Exercise goal: Copy every line of the data below without changing anything.

Region labeling items:
——————————

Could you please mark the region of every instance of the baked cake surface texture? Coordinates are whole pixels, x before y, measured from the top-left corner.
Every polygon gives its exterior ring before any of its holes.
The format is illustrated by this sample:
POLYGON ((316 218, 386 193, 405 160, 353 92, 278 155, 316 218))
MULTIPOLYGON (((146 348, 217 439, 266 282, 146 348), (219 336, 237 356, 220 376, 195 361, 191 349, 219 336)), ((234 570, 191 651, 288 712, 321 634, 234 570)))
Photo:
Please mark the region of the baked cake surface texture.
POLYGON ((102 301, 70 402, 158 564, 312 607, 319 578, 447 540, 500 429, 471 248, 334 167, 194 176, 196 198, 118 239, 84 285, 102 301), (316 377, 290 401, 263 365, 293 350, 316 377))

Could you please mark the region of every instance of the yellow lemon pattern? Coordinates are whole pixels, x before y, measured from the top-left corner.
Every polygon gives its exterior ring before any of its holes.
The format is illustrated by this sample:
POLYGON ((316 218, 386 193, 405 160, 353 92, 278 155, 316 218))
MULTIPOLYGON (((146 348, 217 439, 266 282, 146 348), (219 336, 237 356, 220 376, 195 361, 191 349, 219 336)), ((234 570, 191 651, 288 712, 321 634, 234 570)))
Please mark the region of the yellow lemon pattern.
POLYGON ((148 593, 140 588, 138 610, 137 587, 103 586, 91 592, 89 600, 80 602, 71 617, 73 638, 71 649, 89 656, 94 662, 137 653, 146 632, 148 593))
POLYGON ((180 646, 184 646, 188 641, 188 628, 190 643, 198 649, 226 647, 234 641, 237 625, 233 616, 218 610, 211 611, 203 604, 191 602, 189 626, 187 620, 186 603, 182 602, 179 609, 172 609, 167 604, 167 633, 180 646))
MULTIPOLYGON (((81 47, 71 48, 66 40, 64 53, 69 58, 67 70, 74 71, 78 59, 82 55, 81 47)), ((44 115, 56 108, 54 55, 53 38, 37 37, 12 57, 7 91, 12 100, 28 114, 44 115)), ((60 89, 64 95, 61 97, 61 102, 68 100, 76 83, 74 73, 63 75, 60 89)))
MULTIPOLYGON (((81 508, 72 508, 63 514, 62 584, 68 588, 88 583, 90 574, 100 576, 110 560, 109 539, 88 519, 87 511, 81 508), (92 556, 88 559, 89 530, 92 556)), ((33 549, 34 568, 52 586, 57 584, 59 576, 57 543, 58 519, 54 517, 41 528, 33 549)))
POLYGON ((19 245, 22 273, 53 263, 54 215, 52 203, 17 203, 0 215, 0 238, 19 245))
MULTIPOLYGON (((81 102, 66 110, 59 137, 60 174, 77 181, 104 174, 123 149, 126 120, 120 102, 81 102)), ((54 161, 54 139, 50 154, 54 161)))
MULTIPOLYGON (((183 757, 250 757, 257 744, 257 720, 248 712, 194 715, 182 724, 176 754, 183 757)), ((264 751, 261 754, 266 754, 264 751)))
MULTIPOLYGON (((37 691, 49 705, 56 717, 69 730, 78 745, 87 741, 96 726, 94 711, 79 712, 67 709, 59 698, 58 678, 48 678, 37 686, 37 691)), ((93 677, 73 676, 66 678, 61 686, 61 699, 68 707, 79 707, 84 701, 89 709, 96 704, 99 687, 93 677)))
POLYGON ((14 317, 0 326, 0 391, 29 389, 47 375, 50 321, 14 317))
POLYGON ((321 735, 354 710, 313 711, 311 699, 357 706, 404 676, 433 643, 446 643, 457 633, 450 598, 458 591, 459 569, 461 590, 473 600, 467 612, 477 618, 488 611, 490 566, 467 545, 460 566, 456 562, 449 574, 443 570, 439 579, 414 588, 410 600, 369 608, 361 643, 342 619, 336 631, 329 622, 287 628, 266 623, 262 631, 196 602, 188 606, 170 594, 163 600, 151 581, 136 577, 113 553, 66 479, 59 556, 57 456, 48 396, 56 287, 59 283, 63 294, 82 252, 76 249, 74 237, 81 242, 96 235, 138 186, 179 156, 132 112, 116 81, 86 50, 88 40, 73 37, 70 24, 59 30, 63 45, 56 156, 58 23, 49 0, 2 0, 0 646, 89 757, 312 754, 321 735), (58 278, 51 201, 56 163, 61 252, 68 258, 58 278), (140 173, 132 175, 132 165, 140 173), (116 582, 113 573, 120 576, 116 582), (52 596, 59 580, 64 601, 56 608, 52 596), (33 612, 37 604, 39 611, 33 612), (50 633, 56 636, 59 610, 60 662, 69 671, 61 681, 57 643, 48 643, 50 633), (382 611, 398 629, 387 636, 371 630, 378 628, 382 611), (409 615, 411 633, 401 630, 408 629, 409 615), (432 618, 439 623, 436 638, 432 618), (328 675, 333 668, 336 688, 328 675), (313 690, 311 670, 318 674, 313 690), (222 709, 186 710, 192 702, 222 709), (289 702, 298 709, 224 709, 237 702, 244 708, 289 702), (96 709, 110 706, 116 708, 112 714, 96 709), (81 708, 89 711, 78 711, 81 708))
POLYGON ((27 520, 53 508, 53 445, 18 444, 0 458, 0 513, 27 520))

——————————

Written response:
Could you please mark the region of every instance of the baked cake surface texture? Coordinates are whole pixels, x before y, measured from the top-left corner.
Every polygon gives its exterior ring before any of its holes.
The format is illustrated by this sample:
POLYGON ((316 218, 386 193, 405 160, 353 92, 278 155, 316 218))
MULTIPOLYGON (((146 348, 217 439, 266 282, 146 348), (219 336, 237 356, 220 376, 195 361, 191 349, 219 336)), ((234 570, 191 651, 288 712, 321 634, 234 570)))
Photo:
Please mark the region of the baked cake surface texture.
POLYGON ((102 301, 70 402, 158 564, 312 607, 319 578, 447 540, 500 429, 471 248, 334 167, 194 176, 196 198, 118 239, 84 285, 102 301), (316 377, 290 401, 263 365, 293 350, 316 377))

Could you please mark the region of every instance of the yellow lemon pattern? Coordinates are whole pixels, x before y, measured from the top-left corner.
Every polygon gives its exterior ring before any of its holes.
The format is illustrated by this sample:
POLYGON ((316 218, 386 193, 405 160, 353 92, 278 155, 316 218))
MULTIPOLYGON (((146 348, 217 439, 266 282, 146 348), (219 336, 237 356, 220 376, 195 361, 191 349, 219 336)), ((234 570, 191 651, 288 712, 321 634, 234 570)))
Please mark the region of the yellow lemon pattern.
POLYGON ((148 593, 140 588, 138 610, 137 587, 103 586, 91 592, 89 600, 80 602, 71 617, 73 638, 71 649, 89 656, 94 662, 137 653, 146 632, 148 593))
POLYGON ((180 646, 184 646, 188 641, 188 628, 190 643, 198 649, 226 647, 234 641, 237 625, 233 616, 218 610, 211 611, 203 604, 191 602, 189 626, 187 620, 186 603, 182 602, 179 609, 172 609, 167 604, 167 633, 180 646))
MULTIPOLYGON (((81 47, 71 48, 66 40, 64 53, 69 58, 67 70, 74 71, 78 59, 82 55, 81 47)), ((44 115, 56 108, 54 55, 53 38, 37 37, 12 57, 7 91, 12 100, 28 114, 44 115)), ((60 89, 64 95, 61 97, 61 102, 68 100, 76 83, 74 73, 63 75, 60 89)))
MULTIPOLYGON (((81 508, 72 508, 63 514, 62 584, 68 588, 88 583, 90 574, 100 576, 110 560, 109 539, 88 519, 87 511, 81 508), (92 556, 88 559, 89 530, 92 556)), ((33 549, 34 568, 52 586, 57 584, 59 576, 57 543, 58 519, 54 517, 41 528, 33 549)))
POLYGON ((19 245, 22 273, 53 263, 54 215, 52 203, 17 203, 0 215, 0 238, 19 245))
MULTIPOLYGON (((81 102, 66 110, 59 137, 60 174, 77 181, 104 174, 123 149, 126 120, 120 102, 81 102)), ((54 161, 54 139, 50 154, 54 161)))
MULTIPOLYGON (((183 757, 250 757, 257 744, 257 720, 248 712, 194 715, 182 724, 176 754, 183 757)), ((264 751, 261 754, 266 754, 264 751)))
MULTIPOLYGON (((37 691, 49 705, 56 717, 69 730, 78 745, 87 741, 96 726, 94 711, 79 712, 67 709, 59 698, 58 678, 48 678, 37 686, 37 691)), ((93 677, 73 676, 66 678, 61 686, 61 699, 68 707, 79 707, 84 701, 89 709, 96 704, 99 687, 93 677)))
POLYGON ((14 317, 0 326, 0 391, 29 389, 47 375, 50 321, 14 317))
POLYGON ((321 735, 354 710, 313 711, 311 699, 357 706, 404 676, 433 643, 446 643, 457 633, 450 598, 458 591, 459 569, 461 590, 473 600, 467 612, 477 618, 488 611, 490 566, 467 545, 460 566, 456 562, 449 574, 443 570, 439 579, 414 588, 410 600, 369 608, 361 643, 342 619, 336 631, 329 622, 287 628, 266 623, 262 631, 196 602, 188 606, 170 594, 163 600, 151 581, 136 577, 113 553, 66 479, 59 556, 57 456, 48 396, 56 287, 59 283, 63 294, 82 252, 76 249, 74 237, 81 242, 96 235, 138 186, 179 156, 132 112, 116 81, 86 50, 88 40, 73 37, 70 24, 59 30, 63 45, 56 156, 58 23, 49 0, 2 0, 0 646, 89 757, 312 754, 321 735), (58 278, 51 201, 56 163, 61 252, 68 258, 58 278), (140 173, 132 175, 132 165, 140 173), (116 582, 113 573, 120 576, 116 582), (52 596, 59 580, 64 601, 56 608, 52 596), (33 612, 37 604, 39 611, 33 612), (50 633, 56 636, 59 610, 60 662, 69 671, 61 681, 57 643, 48 643, 50 633), (382 611, 398 629, 387 636, 371 630, 378 628, 382 611), (409 615, 411 633, 401 630, 408 629, 409 615), (432 618, 439 623, 436 638, 432 618), (328 675, 333 668, 336 688, 328 675), (313 690, 311 670, 318 674, 313 690), (222 709, 186 710, 192 702, 222 709), (289 702, 298 709, 224 709, 237 702, 244 708, 289 702), (96 709, 110 706, 116 708, 112 714, 96 709), (81 708, 89 711, 78 711, 81 708))
POLYGON ((27 520, 53 508, 53 445, 18 444, 0 458, 0 513, 27 520))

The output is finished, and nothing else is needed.